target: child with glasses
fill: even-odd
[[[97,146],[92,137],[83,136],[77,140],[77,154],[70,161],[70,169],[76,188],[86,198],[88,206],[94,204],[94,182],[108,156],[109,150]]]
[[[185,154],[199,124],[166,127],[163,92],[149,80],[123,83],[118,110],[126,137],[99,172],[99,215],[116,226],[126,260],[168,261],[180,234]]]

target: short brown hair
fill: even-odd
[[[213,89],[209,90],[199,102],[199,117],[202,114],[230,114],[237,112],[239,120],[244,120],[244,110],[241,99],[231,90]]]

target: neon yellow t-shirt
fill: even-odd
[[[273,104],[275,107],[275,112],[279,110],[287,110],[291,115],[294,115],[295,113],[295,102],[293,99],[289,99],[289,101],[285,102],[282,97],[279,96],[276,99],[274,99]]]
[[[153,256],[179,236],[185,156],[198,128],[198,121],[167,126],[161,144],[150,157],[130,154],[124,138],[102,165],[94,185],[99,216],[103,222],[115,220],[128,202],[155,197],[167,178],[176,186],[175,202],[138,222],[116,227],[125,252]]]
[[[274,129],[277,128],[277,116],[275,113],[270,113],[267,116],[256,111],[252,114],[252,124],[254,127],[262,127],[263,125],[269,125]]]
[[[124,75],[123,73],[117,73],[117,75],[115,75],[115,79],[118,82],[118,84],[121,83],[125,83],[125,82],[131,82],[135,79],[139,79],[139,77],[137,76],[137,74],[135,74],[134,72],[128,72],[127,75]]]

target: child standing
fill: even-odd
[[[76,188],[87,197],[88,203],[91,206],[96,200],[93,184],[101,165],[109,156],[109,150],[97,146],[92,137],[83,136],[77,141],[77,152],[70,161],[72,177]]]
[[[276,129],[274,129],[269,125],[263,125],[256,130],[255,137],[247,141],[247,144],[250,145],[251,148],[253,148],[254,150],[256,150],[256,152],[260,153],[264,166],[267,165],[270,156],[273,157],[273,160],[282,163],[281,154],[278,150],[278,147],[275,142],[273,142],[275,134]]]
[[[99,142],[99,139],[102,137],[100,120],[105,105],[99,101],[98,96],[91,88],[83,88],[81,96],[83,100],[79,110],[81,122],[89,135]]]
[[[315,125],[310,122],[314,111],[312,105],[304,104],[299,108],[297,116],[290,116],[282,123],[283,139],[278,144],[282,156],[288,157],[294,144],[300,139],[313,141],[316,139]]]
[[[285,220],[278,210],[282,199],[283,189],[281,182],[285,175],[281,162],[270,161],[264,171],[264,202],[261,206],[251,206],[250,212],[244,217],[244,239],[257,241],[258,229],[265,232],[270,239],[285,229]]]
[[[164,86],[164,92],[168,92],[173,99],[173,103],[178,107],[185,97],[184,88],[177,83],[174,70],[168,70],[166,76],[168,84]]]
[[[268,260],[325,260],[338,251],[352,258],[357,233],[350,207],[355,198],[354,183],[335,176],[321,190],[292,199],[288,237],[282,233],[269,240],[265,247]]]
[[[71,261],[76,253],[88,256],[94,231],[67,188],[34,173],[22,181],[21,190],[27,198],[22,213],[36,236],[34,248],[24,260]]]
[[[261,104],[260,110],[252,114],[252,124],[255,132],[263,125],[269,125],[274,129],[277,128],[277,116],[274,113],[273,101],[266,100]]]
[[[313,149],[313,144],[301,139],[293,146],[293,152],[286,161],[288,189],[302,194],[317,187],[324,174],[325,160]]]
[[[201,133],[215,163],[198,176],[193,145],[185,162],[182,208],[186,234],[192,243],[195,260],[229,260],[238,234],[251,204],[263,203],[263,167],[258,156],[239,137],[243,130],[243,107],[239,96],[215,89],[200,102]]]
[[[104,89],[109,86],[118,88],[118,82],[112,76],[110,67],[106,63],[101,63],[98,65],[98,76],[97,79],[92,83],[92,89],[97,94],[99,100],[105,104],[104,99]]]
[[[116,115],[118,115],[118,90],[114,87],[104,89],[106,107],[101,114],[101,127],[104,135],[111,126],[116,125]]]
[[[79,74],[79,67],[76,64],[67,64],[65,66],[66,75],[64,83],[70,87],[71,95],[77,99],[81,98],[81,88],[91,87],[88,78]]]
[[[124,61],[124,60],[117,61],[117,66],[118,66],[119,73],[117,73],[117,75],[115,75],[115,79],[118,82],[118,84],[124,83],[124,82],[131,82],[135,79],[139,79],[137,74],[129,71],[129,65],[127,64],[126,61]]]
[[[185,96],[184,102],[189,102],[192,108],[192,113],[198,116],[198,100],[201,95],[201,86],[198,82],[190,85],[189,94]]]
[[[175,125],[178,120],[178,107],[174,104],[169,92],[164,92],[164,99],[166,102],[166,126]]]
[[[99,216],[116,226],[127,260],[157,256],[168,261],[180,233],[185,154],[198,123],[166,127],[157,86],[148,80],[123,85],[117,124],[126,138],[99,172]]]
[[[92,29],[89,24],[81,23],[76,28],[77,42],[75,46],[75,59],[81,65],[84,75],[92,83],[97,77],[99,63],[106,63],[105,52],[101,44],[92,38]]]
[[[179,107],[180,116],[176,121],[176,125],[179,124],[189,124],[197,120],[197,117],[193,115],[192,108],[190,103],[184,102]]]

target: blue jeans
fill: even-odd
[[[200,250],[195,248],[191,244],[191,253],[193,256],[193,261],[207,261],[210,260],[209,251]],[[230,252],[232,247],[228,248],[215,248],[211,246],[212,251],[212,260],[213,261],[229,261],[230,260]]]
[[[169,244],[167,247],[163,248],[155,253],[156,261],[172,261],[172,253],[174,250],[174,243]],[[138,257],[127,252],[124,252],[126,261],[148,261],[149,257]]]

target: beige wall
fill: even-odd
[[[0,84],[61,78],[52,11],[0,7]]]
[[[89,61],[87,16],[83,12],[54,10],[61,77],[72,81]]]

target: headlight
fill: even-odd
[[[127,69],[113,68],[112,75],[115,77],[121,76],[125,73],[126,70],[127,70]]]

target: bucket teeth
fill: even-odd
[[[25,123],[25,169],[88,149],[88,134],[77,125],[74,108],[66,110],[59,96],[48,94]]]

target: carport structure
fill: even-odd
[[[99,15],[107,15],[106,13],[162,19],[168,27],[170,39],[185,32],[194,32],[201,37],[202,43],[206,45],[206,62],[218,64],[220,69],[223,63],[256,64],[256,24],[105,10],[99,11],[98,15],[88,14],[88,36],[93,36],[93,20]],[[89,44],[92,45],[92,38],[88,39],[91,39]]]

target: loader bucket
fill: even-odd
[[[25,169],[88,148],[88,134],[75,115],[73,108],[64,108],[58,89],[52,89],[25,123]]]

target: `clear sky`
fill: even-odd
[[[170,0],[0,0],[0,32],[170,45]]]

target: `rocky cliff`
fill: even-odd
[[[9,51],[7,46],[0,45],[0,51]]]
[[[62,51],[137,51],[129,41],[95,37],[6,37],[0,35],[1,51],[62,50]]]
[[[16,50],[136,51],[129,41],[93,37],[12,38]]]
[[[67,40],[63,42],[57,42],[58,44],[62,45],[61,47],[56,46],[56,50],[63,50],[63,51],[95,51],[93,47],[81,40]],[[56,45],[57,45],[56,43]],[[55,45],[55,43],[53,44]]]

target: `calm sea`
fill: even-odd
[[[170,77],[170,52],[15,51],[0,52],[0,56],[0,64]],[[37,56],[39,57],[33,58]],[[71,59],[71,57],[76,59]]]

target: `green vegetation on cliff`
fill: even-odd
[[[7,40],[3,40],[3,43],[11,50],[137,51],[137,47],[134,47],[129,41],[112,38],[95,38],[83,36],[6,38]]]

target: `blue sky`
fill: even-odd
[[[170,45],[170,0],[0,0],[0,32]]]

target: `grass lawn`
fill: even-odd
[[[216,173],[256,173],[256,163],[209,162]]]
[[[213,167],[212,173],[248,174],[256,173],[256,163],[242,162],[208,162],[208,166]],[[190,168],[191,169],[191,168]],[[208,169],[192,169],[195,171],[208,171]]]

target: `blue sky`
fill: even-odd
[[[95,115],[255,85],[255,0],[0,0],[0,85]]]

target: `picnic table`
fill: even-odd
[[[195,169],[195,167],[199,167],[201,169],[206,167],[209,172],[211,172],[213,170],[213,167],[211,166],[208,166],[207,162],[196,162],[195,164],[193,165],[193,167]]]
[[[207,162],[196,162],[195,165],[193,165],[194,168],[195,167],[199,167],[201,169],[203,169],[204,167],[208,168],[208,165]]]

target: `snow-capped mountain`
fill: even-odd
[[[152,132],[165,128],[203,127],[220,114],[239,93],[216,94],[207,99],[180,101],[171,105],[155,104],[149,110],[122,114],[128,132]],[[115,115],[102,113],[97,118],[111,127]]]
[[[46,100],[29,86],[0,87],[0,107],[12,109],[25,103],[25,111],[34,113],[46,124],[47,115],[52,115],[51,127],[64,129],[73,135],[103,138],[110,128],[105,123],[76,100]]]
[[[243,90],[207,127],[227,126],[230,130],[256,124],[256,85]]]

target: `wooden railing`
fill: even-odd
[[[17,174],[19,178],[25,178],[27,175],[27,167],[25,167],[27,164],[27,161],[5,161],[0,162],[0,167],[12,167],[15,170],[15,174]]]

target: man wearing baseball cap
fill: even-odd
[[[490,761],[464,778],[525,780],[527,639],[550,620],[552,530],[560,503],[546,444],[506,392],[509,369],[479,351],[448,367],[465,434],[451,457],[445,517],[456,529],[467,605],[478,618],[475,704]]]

+++

Recopiez fidèlement les lignes ci-dessus, depuis celle qui contient « target: man wearing baseball cap » jusqu'à la fin des items, toutes deux incluses.

• **RÉPONSE COMPLÈTE**:
target: man wearing baseball cap
fill: even-odd
[[[490,761],[464,778],[525,780],[527,639],[550,620],[552,530],[560,503],[546,444],[506,392],[509,369],[479,351],[448,367],[465,434],[451,457],[445,517],[456,529],[467,605],[478,618],[475,704]]]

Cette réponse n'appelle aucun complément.